Pick out every line in the entries below that contains the string "garage" and copy each of those lines. Case counts, so a line matches only if it has that same capitalization.
----- Provided information -----
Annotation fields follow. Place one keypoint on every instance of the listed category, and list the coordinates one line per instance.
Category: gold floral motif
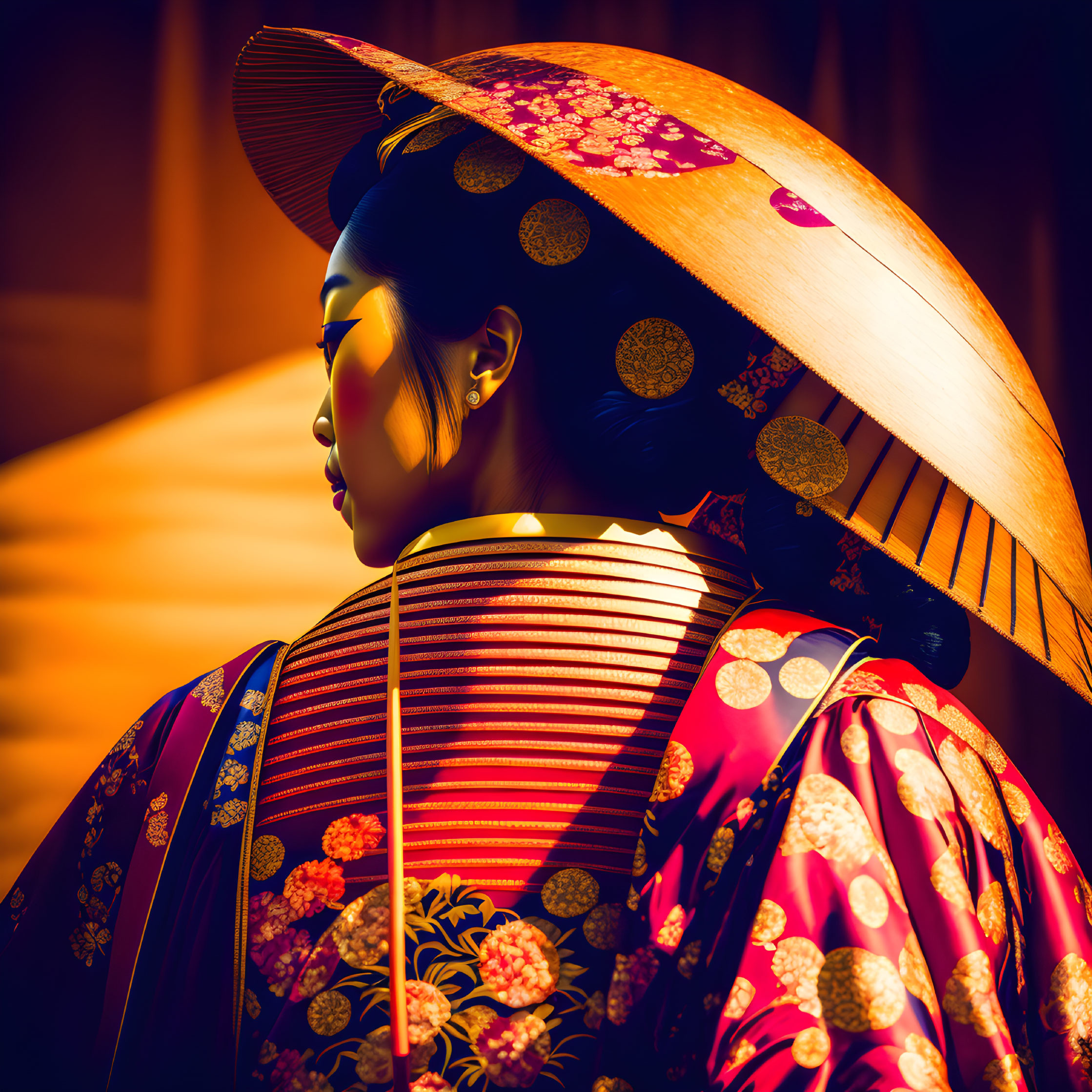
(915, 976)
(971, 997)
(554, 232)
(740, 997)
(796, 965)
(1084, 896)
(232, 774)
(947, 877)
(923, 698)
(267, 856)
(923, 1066)
(860, 991)
(245, 735)
(569, 892)
(689, 959)
(828, 818)
(210, 690)
(603, 928)
(654, 359)
(741, 1051)
(1017, 802)
(1056, 850)
(855, 745)
(743, 685)
(802, 456)
(979, 797)
(228, 814)
(720, 849)
(254, 701)
(991, 912)
(676, 769)
(769, 923)
(436, 134)
(671, 932)
(1004, 1075)
(488, 165)
(611, 1085)
(893, 717)
(868, 901)
(763, 646)
(329, 1012)
(803, 677)
(923, 790)
(810, 1048)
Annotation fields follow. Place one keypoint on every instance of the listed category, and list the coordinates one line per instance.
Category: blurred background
(161, 504)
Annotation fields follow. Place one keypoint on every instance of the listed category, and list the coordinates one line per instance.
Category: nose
(324, 430)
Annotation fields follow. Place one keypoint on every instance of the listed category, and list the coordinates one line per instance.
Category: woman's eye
(333, 333)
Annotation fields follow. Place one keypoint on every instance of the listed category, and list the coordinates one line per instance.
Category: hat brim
(958, 471)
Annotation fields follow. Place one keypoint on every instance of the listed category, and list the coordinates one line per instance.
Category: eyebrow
(332, 282)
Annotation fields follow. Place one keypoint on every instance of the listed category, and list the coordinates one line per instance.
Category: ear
(494, 354)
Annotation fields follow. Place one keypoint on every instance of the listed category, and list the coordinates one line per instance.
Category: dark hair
(451, 256)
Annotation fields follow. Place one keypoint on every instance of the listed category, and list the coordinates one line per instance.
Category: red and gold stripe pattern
(541, 680)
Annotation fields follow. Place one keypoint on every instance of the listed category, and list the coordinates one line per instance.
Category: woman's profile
(687, 448)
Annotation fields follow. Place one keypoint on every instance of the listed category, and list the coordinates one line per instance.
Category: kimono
(659, 833)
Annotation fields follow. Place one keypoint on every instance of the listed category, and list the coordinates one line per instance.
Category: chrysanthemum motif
(430, 1082)
(520, 965)
(740, 997)
(313, 885)
(268, 915)
(923, 1066)
(515, 1050)
(720, 849)
(569, 892)
(375, 1064)
(971, 997)
(860, 991)
(281, 959)
(329, 1012)
(427, 1010)
(671, 932)
(351, 837)
(630, 980)
(603, 926)
(796, 964)
(676, 769)
(915, 974)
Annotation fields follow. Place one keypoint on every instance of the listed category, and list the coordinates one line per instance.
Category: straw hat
(935, 444)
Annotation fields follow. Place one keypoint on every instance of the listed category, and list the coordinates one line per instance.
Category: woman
(614, 797)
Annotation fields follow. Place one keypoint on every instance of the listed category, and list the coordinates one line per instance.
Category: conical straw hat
(955, 466)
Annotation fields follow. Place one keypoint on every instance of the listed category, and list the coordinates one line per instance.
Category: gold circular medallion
(554, 232)
(803, 677)
(893, 717)
(654, 359)
(488, 165)
(810, 1048)
(802, 456)
(569, 892)
(267, 855)
(743, 685)
(329, 1012)
(869, 901)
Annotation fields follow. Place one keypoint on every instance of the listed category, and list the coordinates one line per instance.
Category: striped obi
(544, 661)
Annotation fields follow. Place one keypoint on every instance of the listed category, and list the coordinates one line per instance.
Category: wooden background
(141, 260)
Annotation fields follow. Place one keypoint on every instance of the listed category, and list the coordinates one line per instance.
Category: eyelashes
(333, 333)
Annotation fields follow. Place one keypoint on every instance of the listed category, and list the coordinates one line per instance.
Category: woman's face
(375, 426)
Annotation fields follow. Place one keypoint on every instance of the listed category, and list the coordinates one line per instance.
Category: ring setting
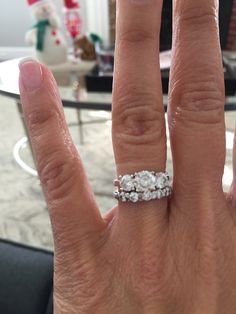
(142, 186)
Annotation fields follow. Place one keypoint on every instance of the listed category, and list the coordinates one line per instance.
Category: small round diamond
(134, 197)
(159, 194)
(147, 196)
(127, 183)
(144, 181)
(162, 180)
(154, 195)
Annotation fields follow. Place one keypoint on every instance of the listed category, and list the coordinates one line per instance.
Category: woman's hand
(172, 255)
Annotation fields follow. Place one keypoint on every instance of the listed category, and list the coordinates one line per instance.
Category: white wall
(15, 19)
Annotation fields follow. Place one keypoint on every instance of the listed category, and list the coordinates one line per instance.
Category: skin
(174, 255)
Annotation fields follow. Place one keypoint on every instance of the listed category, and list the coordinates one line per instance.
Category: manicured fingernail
(31, 74)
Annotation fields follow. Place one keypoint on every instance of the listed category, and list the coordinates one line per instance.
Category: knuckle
(57, 175)
(136, 121)
(194, 16)
(136, 36)
(201, 102)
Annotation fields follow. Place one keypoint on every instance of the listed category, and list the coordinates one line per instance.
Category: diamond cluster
(142, 186)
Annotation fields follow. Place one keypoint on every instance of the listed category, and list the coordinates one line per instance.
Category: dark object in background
(166, 26)
(26, 279)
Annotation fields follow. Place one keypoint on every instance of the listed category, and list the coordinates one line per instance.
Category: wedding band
(142, 186)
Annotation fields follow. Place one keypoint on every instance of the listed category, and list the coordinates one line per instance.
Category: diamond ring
(142, 186)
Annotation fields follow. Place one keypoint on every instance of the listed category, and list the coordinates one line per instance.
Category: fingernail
(31, 74)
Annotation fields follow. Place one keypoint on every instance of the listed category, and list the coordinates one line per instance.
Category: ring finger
(138, 126)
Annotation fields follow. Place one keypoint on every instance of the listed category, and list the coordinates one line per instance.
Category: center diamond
(127, 183)
(144, 181)
(162, 180)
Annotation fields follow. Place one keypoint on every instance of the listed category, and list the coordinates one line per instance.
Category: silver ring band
(142, 186)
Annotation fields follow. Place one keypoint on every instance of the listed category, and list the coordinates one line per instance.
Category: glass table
(74, 95)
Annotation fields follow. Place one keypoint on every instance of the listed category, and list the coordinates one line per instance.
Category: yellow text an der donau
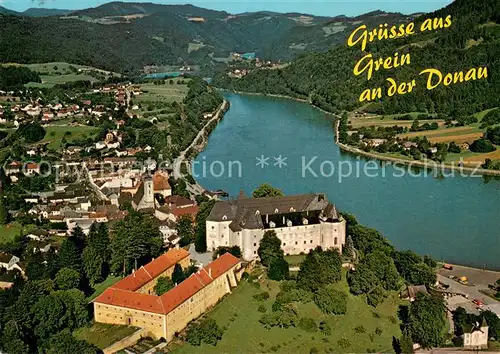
(367, 65)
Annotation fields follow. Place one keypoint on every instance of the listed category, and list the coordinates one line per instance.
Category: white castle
(301, 222)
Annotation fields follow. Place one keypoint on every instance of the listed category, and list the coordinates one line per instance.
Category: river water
(452, 218)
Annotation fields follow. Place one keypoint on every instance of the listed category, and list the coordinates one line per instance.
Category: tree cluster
(271, 256)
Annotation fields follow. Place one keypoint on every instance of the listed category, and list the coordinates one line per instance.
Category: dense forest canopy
(472, 41)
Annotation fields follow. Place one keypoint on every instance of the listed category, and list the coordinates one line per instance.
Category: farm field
(103, 335)
(239, 313)
(54, 134)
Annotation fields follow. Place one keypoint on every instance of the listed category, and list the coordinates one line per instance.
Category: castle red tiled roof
(146, 273)
(167, 302)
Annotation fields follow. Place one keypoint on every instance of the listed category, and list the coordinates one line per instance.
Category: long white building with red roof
(132, 301)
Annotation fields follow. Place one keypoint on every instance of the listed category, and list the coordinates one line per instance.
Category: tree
(320, 268)
(269, 248)
(426, 320)
(185, 230)
(163, 285)
(331, 301)
(278, 269)
(422, 274)
(178, 274)
(200, 242)
(234, 250)
(375, 296)
(266, 190)
(430, 262)
(136, 240)
(404, 260)
(65, 342)
(454, 148)
(36, 269)
(406, 343)
(67, 279)
(348, 249)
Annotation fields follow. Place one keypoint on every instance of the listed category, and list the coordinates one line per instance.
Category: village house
(10, 262)
(301, 222)
(132, 302)
(37, 235)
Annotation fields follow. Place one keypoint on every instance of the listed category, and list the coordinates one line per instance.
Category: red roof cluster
(118, 296)
(146, 273)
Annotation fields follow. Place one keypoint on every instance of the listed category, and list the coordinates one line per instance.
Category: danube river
(456, 219)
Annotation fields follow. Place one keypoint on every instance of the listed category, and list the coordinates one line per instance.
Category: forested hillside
(125, 37)
(473, 40)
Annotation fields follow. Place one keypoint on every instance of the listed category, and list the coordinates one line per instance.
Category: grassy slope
(8, 232)
(246, 335)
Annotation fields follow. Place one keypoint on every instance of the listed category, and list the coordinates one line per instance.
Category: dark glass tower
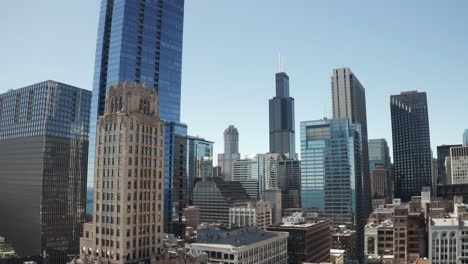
(411, 144)
(43, 155)
(140, 41)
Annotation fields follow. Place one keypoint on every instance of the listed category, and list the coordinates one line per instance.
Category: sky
(230, 56)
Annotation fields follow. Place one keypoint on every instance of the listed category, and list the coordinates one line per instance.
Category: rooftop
(234, 237)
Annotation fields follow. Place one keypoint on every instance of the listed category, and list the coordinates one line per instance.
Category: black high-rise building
(411, 144)
(43, 156)
(442, 153)
(282, 135)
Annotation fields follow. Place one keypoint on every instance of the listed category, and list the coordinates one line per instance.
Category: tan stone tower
(129, 178)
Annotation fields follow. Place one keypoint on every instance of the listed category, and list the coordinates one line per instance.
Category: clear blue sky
(230, 58)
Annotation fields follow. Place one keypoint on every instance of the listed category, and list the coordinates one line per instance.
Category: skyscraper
(349, 101)
(199, 162)
(442, 153)
(379, 153)
(43, 155)
(331, 172)
(282, 135)
(139, 42)
(128, 197)
(231, 152)
(411, 144)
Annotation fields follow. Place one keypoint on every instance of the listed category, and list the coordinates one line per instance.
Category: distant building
(347, 240)
(465, 138)
(349, 101)
(442, 153)
(243, 245)
(251, 214)
(281, 111)
(379, 182)
(307, 241)
(214, 197)
(459, 165)
(379, 154)
(411, 144)
(273, 196)
(192, 216)
(44, 134)
(199, 162)
(231, 152)
(129, 146)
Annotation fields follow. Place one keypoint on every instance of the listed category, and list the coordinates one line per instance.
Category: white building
(252, 214)
(459, 165)
(243, 245)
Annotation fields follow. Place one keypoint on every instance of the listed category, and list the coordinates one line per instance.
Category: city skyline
(408, 62)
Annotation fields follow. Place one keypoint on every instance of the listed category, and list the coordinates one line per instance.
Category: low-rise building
(243, 245)
(251, 214)
(307, 241)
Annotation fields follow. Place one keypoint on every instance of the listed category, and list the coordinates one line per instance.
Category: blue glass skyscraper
(139, 41)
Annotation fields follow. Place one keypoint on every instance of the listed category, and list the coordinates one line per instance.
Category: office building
(231, 152)
(411, 144)
(141, 42)
(458, 165)
(199, 162)
(349, 101)
(289, 181)
(379, 154)
(379, 182)
(442, 153)
(465, 138)
(214, 197)
(346, 239)
(44, 132)
(307, 241)
(331, 173)
(128, 182)
(243, 245)
(175, 183)
(256, 213)
(282, 131)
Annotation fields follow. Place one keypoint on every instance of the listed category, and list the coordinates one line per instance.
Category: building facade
(256, 213)
(199, 162)
(308, 241)
(282, 131)
(44, 131)
(141, 42)
(411, 144)
(443, 152)
(331, 173)
(231, 152)
(244, 245)
(349, 101)
(379, 154)
(459, 165)
(129, 183)
(214, 197)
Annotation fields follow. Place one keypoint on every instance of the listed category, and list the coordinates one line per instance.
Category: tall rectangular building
(349, 101)
(331, 170)
(379, 154)
(442, 153)
(199, 162)
(129, 184)
(282, 130)
(44, 132)
(139, 42)
(411, 144)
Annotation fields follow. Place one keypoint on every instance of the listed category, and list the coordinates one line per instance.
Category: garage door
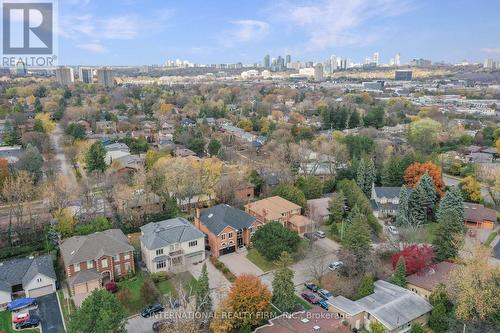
(227, 250)
(37, 292)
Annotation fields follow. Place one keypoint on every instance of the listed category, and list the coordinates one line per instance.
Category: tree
(399, 276)
(365, 175)
(416, 170)
(291, 193)
(423, 134)
(95, 158)
(248, 295)
(214, 147)
(202, 295)
(283, 286)
(366, 286)
(416, 257)
(273, 239)
(471, 190)
(99, 312)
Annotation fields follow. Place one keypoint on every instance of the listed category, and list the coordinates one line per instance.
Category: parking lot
(49, 313)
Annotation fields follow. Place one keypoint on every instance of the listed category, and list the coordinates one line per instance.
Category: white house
(171, 245)
(29, 277)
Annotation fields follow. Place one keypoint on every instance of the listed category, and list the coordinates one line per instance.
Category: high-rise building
(375, 58)
(267, 61)
(105, 77)
(86, 75)
(65, 76)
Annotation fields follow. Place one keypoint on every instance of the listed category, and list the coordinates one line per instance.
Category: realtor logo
(28, 32)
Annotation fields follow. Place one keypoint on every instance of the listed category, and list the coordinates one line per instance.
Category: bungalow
(26, 277)
(396, 308)
(226, 228)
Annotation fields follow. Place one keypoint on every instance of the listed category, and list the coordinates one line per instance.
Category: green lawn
(6, 324)
(254, 256)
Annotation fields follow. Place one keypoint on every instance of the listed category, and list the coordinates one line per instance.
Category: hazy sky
(123, 32)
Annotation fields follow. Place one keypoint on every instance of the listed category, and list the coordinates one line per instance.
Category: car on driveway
(152, 310)
(32, 322)
(311, 286)
(325, 294)
(310, 298)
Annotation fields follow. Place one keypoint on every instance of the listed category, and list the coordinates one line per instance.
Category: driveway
(50, 314)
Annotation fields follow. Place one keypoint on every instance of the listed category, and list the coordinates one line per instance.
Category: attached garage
(42, 291)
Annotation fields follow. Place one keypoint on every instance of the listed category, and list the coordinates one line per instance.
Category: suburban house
(227, 228)
(394, 307)
(423, 283)
(278, 209)
(26, 277)
(385, 200)
(478, 216)
(93, 260)
(171, 245)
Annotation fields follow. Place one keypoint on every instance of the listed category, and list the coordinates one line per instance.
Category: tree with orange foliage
(249, 299)
(416, 170)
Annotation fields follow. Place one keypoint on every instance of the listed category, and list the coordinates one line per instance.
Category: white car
(392, 229)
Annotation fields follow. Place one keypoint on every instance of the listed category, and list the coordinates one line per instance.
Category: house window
(104, 263)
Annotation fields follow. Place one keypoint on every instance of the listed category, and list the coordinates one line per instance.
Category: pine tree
(399, 276)
(202, 293)
(403, 214)
(283, 287)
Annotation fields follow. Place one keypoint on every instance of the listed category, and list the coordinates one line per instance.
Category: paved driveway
(50, 314)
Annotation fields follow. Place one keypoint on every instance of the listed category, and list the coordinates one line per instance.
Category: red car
(21, 317)
(310, 298)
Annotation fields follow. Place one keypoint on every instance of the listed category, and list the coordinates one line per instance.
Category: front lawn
(254, 256)
(6, 324)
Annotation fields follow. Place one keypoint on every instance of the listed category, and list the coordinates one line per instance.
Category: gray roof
(91, 247)
(23, 270)
(84, 276)
(387, 191)
(392, 305)
(160, 234)
(217, 218)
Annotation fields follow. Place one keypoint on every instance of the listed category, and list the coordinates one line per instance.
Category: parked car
(325, 294)
(311, 286)
(21, 317)
(310, 298)
(320, 234)
(152, 310)
(335, 265)
(393, 230)
(32, 322)
(323, 304)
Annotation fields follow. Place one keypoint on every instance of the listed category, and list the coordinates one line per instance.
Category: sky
(139, 32)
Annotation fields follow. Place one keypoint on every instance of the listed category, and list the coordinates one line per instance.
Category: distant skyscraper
(105, 77)
(375, 58)
(85, 75)
(267, 61)
(64, 76)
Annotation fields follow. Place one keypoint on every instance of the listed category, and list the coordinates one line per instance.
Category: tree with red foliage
(416, 257)
(416, 170)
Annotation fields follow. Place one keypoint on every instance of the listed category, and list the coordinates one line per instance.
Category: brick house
(93, 260)
(226, 228)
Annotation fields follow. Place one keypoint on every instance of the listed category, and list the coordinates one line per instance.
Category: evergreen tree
(283, 287)
(403, 215)
(95, 157)
(399, 276)
(202, 294)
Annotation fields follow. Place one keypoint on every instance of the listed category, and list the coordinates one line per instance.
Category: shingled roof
(217, 218)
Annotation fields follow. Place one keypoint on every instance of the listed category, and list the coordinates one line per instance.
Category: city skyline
(150, 32)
-----
◆ Solution for this task
Category: garage door
Category: attached garage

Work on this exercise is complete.